TASK BRIEF:
Gather every line of the entries below that contains the word "farmland", and copy each one out in full.

##### ENTRIES SHOWN

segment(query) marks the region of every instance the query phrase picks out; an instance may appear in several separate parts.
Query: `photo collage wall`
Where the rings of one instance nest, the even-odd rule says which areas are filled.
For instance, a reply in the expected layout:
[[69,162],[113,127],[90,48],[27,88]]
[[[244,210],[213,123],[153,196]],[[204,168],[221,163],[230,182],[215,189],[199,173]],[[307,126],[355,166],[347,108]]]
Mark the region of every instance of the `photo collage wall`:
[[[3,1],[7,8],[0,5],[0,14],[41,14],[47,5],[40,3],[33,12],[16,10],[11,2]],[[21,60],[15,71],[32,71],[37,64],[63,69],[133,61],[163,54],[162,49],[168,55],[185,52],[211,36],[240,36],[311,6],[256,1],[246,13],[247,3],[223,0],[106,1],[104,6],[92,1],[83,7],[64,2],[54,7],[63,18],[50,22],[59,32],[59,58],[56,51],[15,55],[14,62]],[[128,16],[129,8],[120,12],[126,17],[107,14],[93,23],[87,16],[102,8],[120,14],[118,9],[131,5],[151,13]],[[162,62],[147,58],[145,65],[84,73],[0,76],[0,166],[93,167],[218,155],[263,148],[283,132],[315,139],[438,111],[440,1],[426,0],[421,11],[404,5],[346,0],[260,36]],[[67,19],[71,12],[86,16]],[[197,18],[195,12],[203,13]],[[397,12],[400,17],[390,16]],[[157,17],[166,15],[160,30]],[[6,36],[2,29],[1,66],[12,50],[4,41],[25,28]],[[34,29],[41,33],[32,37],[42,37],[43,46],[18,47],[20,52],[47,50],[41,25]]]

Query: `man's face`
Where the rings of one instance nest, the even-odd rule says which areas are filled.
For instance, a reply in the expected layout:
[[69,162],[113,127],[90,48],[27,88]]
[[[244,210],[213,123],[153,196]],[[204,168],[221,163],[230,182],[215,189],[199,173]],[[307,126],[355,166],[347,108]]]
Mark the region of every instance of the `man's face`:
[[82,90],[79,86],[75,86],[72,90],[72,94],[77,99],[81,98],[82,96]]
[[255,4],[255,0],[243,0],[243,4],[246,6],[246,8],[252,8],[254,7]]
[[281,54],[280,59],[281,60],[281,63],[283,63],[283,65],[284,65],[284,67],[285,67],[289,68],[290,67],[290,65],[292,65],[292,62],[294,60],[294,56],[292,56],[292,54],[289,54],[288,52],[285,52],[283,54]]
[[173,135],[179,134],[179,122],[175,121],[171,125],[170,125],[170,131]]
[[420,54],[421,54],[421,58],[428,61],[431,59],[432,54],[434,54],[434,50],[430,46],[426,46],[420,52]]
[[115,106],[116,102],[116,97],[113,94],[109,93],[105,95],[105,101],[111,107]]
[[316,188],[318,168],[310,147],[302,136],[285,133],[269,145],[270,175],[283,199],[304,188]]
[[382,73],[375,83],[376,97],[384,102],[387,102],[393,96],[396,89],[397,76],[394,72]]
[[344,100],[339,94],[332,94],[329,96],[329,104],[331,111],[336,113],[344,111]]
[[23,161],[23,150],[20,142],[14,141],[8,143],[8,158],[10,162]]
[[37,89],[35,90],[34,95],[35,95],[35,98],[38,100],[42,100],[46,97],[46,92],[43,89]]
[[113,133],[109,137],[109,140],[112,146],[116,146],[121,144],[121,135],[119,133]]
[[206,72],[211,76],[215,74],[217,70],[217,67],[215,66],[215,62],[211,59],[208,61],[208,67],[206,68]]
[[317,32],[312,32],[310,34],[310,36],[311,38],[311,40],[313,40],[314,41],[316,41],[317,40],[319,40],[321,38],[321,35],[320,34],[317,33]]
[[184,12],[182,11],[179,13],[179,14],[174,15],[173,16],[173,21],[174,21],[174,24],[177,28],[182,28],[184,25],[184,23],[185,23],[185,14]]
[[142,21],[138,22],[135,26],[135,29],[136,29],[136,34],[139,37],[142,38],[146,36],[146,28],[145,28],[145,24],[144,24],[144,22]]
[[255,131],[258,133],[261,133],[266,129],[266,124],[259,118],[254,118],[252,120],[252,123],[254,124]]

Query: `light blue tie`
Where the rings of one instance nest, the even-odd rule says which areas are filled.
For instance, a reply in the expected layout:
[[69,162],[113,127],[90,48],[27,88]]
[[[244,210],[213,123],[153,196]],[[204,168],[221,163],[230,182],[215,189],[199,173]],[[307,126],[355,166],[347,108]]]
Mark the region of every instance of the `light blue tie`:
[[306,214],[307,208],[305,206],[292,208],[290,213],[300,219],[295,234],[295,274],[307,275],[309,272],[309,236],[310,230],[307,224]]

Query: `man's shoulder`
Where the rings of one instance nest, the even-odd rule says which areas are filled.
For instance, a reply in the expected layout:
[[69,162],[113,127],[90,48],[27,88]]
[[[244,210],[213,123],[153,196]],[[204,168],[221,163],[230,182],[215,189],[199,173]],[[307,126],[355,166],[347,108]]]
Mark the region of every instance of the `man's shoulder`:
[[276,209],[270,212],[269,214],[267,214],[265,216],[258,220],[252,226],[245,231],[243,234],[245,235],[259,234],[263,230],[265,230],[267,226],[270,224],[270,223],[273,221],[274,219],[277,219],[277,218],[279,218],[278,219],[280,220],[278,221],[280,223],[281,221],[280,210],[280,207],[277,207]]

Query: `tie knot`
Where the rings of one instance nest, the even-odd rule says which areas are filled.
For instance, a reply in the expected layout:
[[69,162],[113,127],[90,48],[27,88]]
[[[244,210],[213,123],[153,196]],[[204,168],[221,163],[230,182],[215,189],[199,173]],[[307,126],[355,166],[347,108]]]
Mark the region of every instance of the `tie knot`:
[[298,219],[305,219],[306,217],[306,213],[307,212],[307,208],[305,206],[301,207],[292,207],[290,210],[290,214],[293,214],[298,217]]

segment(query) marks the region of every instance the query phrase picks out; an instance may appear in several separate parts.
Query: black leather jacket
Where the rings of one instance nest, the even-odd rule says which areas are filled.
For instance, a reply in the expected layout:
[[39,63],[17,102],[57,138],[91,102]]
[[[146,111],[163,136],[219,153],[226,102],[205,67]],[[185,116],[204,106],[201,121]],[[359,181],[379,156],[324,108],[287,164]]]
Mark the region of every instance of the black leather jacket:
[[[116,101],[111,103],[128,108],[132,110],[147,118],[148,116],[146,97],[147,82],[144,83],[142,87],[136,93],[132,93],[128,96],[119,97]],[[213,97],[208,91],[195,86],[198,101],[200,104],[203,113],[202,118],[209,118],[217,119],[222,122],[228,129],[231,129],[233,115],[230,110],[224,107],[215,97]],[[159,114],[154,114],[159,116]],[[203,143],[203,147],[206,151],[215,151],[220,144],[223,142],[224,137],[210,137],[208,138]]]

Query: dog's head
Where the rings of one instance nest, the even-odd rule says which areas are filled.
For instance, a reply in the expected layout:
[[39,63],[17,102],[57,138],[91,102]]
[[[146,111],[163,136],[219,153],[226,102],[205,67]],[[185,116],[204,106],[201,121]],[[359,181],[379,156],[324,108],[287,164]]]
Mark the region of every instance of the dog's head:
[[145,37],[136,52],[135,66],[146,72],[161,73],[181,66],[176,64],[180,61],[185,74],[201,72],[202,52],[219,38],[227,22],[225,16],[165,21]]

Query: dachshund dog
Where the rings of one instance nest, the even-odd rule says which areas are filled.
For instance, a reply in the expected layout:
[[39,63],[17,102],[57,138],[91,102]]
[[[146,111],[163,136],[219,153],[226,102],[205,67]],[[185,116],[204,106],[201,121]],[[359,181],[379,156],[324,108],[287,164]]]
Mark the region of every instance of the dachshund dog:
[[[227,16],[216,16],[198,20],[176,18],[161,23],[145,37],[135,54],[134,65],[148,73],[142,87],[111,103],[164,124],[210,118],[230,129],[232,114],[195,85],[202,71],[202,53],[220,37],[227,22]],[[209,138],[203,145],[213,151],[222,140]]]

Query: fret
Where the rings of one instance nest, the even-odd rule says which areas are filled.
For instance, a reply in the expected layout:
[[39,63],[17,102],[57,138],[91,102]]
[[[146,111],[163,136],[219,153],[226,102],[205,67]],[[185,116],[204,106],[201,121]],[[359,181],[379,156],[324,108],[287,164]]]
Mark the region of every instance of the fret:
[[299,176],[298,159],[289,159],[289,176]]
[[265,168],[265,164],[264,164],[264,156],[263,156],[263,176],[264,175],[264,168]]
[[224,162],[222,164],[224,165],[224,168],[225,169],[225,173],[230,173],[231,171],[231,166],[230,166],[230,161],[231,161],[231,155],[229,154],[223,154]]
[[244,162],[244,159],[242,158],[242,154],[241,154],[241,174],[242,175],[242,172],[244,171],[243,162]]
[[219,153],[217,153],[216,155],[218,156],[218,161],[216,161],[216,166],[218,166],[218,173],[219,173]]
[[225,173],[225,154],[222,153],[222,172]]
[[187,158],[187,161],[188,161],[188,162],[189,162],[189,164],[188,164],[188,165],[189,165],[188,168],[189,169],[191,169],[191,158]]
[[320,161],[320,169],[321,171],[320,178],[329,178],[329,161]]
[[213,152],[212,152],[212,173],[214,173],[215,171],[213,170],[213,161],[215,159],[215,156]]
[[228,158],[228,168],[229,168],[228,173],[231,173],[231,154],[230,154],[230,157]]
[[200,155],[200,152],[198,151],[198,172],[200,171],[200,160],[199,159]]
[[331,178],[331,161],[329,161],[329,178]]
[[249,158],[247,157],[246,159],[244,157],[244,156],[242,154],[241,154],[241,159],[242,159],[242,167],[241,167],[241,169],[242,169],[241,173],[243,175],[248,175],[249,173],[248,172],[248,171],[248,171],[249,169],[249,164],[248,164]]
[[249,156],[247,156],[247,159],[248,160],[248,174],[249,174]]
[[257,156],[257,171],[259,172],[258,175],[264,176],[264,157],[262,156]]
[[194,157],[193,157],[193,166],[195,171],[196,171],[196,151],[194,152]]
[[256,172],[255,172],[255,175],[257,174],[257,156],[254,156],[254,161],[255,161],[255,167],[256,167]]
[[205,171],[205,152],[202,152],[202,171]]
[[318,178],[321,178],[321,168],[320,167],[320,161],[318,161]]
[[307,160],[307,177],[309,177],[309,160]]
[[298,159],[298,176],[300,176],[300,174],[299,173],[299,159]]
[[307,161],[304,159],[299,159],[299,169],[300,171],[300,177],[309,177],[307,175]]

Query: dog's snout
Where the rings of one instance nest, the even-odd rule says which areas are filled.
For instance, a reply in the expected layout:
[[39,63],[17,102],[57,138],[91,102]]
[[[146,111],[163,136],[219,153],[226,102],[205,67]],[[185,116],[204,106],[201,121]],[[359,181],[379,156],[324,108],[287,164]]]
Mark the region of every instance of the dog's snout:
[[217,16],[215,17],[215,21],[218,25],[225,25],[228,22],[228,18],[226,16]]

##########
##### ENTRIES SHOWN

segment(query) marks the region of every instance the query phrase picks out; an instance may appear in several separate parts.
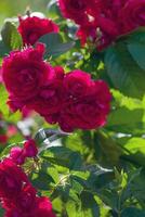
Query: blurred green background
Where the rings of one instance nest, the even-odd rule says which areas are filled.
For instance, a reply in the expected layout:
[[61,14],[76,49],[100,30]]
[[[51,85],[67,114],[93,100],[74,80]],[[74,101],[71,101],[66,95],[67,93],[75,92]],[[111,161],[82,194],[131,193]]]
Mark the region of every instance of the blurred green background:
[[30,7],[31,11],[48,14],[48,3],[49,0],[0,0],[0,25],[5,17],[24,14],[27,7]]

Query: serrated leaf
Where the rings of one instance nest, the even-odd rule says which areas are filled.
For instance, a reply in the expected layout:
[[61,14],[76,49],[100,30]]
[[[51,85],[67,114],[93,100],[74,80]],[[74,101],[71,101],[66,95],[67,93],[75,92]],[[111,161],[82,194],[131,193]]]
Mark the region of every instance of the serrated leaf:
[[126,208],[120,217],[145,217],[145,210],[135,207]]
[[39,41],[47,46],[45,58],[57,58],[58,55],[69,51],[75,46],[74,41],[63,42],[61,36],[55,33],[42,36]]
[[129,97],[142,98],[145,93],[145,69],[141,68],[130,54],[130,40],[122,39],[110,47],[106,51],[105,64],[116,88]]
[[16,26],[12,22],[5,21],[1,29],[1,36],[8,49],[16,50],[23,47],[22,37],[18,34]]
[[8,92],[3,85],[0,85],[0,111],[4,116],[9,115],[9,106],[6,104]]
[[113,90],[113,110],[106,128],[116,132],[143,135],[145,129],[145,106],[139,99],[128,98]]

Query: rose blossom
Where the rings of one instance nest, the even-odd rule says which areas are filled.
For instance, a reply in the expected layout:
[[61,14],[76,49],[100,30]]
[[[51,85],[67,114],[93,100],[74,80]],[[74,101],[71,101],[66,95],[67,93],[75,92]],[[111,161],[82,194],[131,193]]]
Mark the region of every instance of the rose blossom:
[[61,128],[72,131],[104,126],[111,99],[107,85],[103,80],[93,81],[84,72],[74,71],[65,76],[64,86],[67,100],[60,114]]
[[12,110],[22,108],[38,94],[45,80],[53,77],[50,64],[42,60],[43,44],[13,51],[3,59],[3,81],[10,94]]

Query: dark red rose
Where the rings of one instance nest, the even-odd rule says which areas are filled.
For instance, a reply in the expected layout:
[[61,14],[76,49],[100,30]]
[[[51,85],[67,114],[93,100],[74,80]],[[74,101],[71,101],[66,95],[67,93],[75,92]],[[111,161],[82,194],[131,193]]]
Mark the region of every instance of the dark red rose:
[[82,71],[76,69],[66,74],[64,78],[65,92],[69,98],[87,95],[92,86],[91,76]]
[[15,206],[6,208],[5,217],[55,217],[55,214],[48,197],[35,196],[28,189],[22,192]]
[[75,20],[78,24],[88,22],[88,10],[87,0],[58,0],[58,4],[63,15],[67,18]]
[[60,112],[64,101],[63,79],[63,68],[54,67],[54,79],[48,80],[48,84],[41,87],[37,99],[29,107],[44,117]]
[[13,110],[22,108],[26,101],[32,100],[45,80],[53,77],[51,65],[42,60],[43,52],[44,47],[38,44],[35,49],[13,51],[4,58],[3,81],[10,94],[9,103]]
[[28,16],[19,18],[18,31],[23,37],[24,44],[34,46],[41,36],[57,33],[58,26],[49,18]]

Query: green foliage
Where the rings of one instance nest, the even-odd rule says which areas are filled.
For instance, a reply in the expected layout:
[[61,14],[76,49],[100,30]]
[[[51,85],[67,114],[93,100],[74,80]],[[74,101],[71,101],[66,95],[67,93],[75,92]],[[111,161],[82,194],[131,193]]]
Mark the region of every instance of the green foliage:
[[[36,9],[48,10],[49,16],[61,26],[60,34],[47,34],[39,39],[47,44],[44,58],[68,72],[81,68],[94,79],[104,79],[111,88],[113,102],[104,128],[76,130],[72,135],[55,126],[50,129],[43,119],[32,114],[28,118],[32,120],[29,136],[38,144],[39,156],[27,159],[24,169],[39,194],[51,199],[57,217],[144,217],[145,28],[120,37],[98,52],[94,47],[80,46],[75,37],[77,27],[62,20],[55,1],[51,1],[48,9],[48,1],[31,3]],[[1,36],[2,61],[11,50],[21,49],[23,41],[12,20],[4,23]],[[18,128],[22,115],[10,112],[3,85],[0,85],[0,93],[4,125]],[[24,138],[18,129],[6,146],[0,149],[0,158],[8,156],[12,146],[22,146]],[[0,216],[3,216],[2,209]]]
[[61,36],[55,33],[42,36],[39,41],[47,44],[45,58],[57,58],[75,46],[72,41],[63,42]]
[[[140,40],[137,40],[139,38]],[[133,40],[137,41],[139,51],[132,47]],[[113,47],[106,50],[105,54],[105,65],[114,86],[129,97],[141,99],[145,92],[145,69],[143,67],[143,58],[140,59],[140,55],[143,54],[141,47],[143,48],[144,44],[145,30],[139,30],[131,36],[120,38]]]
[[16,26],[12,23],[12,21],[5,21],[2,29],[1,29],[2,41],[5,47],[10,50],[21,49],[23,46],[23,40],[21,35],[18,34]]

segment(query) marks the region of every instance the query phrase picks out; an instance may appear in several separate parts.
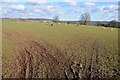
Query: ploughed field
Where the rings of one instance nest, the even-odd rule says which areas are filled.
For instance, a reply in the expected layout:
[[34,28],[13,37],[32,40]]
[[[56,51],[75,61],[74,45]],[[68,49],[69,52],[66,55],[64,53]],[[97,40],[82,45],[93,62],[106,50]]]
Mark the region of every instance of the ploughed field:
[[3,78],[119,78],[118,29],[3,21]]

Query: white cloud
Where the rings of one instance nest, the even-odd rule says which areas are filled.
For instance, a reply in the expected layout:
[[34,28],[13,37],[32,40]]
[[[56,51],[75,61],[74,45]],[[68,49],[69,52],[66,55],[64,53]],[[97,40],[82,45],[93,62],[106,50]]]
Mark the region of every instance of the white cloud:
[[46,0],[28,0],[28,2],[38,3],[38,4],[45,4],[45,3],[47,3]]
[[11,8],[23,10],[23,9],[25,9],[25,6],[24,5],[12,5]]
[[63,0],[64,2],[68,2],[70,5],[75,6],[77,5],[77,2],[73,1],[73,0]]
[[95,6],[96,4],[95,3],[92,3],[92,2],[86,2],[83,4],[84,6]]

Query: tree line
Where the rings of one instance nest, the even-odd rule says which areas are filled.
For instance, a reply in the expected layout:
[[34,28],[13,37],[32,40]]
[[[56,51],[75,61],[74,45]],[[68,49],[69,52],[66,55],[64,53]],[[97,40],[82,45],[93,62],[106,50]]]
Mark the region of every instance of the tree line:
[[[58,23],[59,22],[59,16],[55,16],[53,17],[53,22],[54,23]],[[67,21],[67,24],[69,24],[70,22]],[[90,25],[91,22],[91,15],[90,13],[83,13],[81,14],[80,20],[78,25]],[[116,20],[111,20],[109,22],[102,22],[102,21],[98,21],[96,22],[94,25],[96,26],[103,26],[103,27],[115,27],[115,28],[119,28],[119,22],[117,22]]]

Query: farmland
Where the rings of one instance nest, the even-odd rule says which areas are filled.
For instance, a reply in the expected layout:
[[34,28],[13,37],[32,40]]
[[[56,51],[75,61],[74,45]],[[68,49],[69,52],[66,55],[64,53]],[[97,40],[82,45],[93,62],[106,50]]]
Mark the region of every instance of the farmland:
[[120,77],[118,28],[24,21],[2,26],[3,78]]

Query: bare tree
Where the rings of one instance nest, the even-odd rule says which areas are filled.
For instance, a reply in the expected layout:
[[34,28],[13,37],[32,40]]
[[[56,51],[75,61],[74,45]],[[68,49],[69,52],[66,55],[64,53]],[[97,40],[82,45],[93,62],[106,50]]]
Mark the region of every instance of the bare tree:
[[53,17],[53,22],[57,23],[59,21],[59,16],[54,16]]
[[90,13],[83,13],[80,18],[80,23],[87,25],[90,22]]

##########

TASK OUTPUT:
Query: farmland
Mark the region of every instance of the farmland:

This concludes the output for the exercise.